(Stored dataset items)
□ □ □ □ □ □ □

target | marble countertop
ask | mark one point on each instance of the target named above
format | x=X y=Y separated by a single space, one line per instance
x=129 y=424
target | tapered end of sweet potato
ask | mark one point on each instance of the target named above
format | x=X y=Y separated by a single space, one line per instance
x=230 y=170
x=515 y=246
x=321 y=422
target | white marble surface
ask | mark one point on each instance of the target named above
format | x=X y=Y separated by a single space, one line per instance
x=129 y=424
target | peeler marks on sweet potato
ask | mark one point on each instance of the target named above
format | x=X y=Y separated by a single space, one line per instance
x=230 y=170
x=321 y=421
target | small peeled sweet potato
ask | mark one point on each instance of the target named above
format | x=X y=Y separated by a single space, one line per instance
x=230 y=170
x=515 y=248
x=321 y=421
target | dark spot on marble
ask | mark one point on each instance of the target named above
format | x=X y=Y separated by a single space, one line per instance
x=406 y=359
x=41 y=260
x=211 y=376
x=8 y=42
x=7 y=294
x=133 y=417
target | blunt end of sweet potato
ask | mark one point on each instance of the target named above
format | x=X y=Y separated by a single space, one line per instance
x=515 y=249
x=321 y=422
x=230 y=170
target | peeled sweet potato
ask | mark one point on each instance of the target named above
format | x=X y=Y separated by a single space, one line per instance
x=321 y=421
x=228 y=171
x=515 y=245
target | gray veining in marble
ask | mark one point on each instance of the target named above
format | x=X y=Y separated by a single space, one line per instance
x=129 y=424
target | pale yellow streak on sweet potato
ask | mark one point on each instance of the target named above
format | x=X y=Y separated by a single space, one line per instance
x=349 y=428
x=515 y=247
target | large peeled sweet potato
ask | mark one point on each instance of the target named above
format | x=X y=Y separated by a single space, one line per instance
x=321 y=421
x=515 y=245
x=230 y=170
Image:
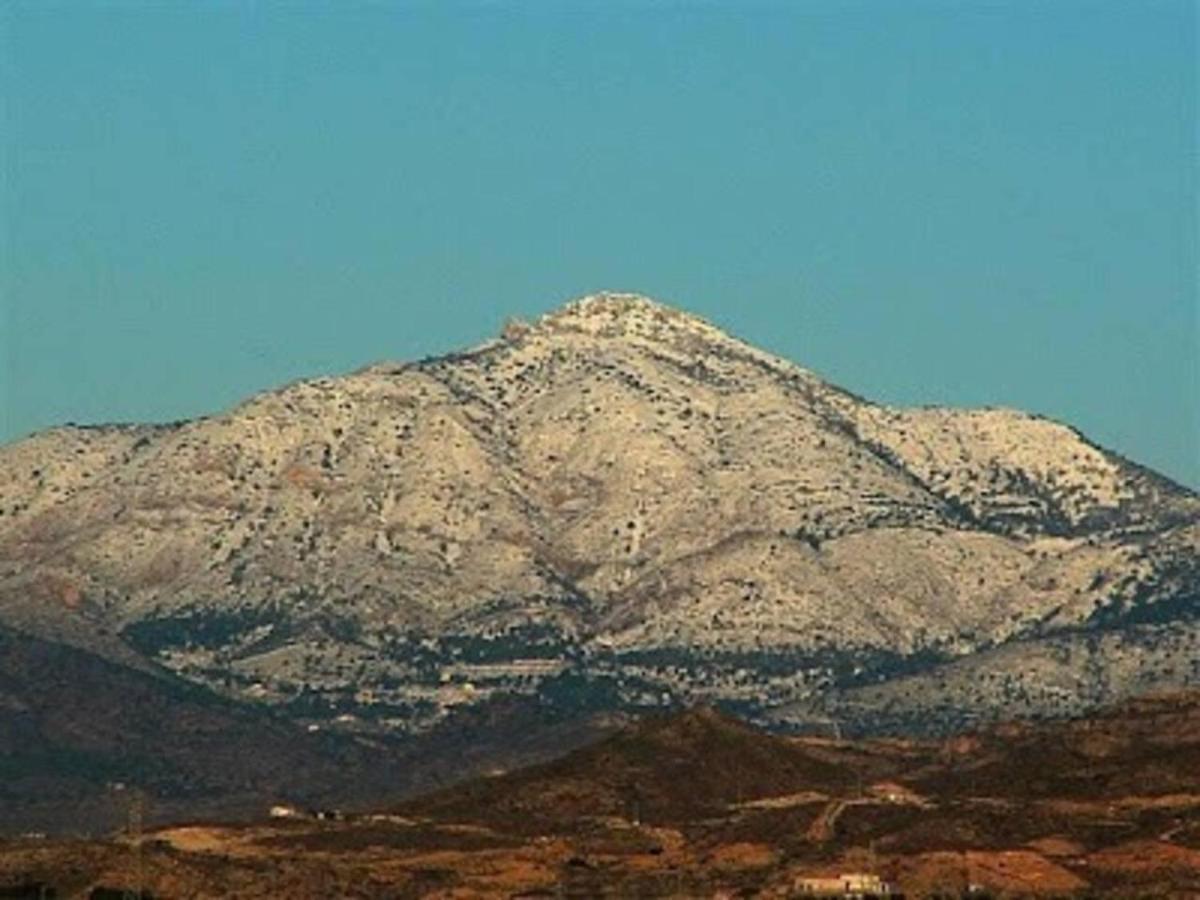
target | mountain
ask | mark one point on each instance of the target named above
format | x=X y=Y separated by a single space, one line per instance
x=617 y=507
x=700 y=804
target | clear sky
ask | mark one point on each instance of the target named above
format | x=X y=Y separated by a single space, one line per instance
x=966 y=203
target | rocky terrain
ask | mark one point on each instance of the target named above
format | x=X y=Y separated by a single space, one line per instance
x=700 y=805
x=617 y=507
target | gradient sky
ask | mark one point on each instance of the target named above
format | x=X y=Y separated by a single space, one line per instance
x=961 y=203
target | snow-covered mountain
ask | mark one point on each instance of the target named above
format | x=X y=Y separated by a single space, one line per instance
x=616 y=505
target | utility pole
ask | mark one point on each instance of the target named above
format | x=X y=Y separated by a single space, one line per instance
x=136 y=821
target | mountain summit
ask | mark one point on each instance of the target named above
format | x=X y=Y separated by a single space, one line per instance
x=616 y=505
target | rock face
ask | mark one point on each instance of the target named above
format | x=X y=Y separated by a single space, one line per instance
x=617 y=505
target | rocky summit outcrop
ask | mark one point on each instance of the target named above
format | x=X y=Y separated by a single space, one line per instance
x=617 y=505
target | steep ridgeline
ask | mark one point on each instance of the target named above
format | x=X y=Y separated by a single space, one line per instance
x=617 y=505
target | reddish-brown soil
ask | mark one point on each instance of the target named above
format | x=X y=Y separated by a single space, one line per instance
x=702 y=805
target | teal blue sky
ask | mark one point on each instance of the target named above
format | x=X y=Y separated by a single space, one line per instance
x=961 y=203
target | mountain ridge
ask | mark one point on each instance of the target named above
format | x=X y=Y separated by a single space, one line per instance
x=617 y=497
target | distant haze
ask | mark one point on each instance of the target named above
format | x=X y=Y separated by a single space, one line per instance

□ □ □ □ □ □ □

— EXERCISE OBJECTIVE —
In your copy of the records above, include every line exactly but no pictures.

— RESPONSE FOR THIS EXERCISE —
target | marble countertop
ask | mark one point on each instance of the target named above
format | x=X y=Y separated by a single space, one line per instance
x=129 y=424
target | tapered end of sweet potato
ask | mark one point on each instance of the target named above
format | x=X y=Y separated by a single space, one line per instance
x=230 y=170
x=515 y=246
x=321 y=422
target | white marble surface
ask | mark one point on each instance of the target named above
format | x=X y=Y separated by a single space, one line per instance
x=129 y=424
target | peeler marks on sweet potato
ask | mark one point on each instance of the target named above
format | x=X y=Y separated by a single space, one line per instance
x=230 y=170
x=321 y=421
target | small peeled sweet potato
ask | mark one point on each instance of the target named above
format | x=X y=Y separated by a single space, one line per instance
x=230 y=170
x=515 y=248
x=321 y=421
target | dark spot on marble
ask | mark one point on each instance of the target named above
format | x=X y=Y separated by a single space, one line per instance
x=406 y=359
x=41 y=260
x=211 y=376
x=8 y=42
x=7 y=294
x=133 y=417
target | blunt end of sweet potato
ask | mark one point on each instance of the target named above
format | x=X y=Y separated by a single space, one line per instance
x=515 y=249
x=321 y=422
x=230 y=170
target | peeled sweet potato
ask | mark one point on each instance of the target named above
format | x=X y=Y separated by a single space, one line per instance
x=321 y=421
x=228 y=171
x=515 y=245
target | gray veining in marble
ask | mark one point on each instance of the target named above
format | x=X y=Y separated by a single space, one line per instance
x=129 y=424
target | pale yellow streak on sweet potato
ask | mark one point on each instance of the target named above
format | x=X y=Y separated by a single space, one line per instance
x=349 y=428
x=515 y=247
target | large peeled sweet potato
ask | mark one point on each instance of the target named above
format | x=X y=Y separated by a single space, one line per instance
x=321 y=421
x=515 y=245
x=230 y=170
Image:
target | mountain
ask | mark one point on each instance of the target named above
format | x=X y=Y separated by a single space, one line per instance
x=617 y=507
x=700 y=804
target | clear sky
ask | mark one point on each instance of the target named above
format | x=X y=Y separated by a single space, one line per instance
x=966 y=203
target | rocky terrain
ask | mark one point on each instance of the target named above
format | x=X y=Y separated by a single space, one line per instance
x=700 y=805
x=617 y=507
target | gradient sky
ask | mark one point on each instance of the target named above
format | x=X y=Y separated by a single space, one line per instance
x=961 y=203
target | snow-covered mountain
ask | mark one point on each instance of the target named above
format | x=X y=Y separated by a single space, one line per instance
x=616 y=505
target | utility pole
ask | mark one point on each instance of the target named above
format | x=X y=Y separated by a single space, one line per instance
x=136 y=821
target | mountain summit
ask | mark one point on each instance of the target named above
format | x=X y=Y separated by a single space, one line per instance
x=616 y=505
target | rock face
ask | mark one point on each instance of the target named above
format | x=X y=Y separated by a single space, one line per instance
x=617 y=505
target | rocky summit outcrop
ask | mark one point on each instance of the target named above
format | x=X y=Y separated by a single space, one line per instance
x=617 y=505
target | steep ridgeline
ask | mark one point on each instance of the target named above
format | x=X y=Y separated by a single space, one line per instance
x=617 y=505
target | reddish-brown soil
ask | mark one point on each instance of the target named above
format | x=X y=Y separated by a single space, one line per instance
x=702 y=805
target | teal blue sky
ask | mark one point on each instance of the target named above
format | x=X y=Y separated by a single space, one line per instance
x=961 y=203
target | mountain ridge
ask | mark one point on each instance of the target named above
format | x=X y=Y separated by a single space, one line per instance
x=617 y=497
target | distant haze
ask | mark one point on each instance of the target named above
format | x=X y=Y separated by a single space, one line per instance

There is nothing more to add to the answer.